■ **DOCUMENT**

▼▼▼

BTW XP is no longer supported by Microsoft in April of this coming year.


----------



## uriahsky (Nov 20, 2013)

I understand and if wasn't for the high cost of new system I would jump ship. But we are trying to keep a small pizza restaurant from going under and 15 or 20 people loosing their jobs. Right now a new system may sink the boat so we are trying not to incur any large capitol expenditures. Perhaps when and if things get better we can make an upgrade but now is not that time. Hence, we have to keep this system going for as long as possible. I will keep searching the net and I am sure there is someone with some general NT knowledge out there, I just have to find them. Thanks, Russ


----------



## spunk.funk (May 13, 2010)

You do not need a new system, you do need a new HDD and probably a new OS, Which is 2/3 of the way towards a new/used system. Windows 2000 should work with your old hardware and barely cost anything. Or you can upgrade the whole system from Ebay or Craigslist for not much more.


----------



## uriahsky (Nov 20, 2013)

I will try and see if Win2K will work but I got to think there are going to be problems putting Win2K in place of a NT4 workstation?. I can't do it all at once because it would need to be done quickly and there are seven workstations and one server and they can't really run the restaurant without the system working. They do have some of these running on newer, ie Pentium 4 machines and I just tried installing NT4 on somewhat newer machine and it fails as soon as it gets to the FAT16 install part. I will try a Win2K install and copy the POS software over and see what happens. So if it works is there anyone who still provides one-on-one support for Win2K?


----------



## spunk.funk (May 13, 2010)

We are all here to help you if you find you can't do it yourself.


----------



## djaburg (May 15, 2008)

There are some programs to assist in running older, native DOS applications in windows when they just don't want to in "newer" operating systems. TameDOS is one that I've used for several clients that have older DOS based systems. While I've not used it with a restaurant POS, I have used it with several automotive shops that use old programs to run their business. Recently I upgraded computers running TameDOS on windows XP to newer machines running windows 7 Pro. To get things running completely correctly, we needed to load windows XP mode, with TameDOS loaded in it and it's been running successfully now for more than 6 months. There are ways to do it. Nice thing about old DOS programs is they typically do "move" well since there's no registering of dll files and stuff like that, so usually copying the program directories (which usually also contains all config files) works fine.


----------

▲▲▲

■ **MATERIAL**
▼▼▼

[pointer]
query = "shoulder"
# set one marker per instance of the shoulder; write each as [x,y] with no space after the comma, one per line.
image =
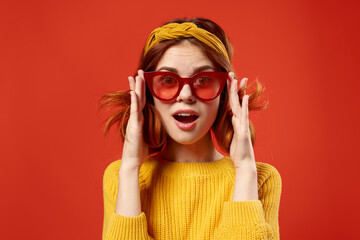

▲▲▲

■ **WORK TO BE COMPLETED**
Reproduce the stretch of the forum thread above from "I understand and" through "not much more.", word for word.

■ **OUTPUT FOR THIS EXERCISE**
I understand and if wasn't for the high cost of new system I would jump ship. But we are trying to keep a small pizza restaurant from going under and 15 or 20 people loosing their jobs. Right now a new system may sink the boat so we are trying not to incur any large capitol expenditures. Perhaps when and if things get better we can make an upgrade but now is not that time. Hence, we have to keep this system going for as long as possible. I will keep searching the net and I am sure there is someone with some general NT knowledge out there, I just have to find them. Thanks, Russ


----------



## spunk.funk (May 13, 2010)

You do not need a new system, you do need a new HDD and probably a new OS, Which is 2/3 of the way towards a new/used system. Windows 2000 should work with your old hardware and barely cost anything. Or you can upgrade the whole system from Ebay or Craigslist for not much more.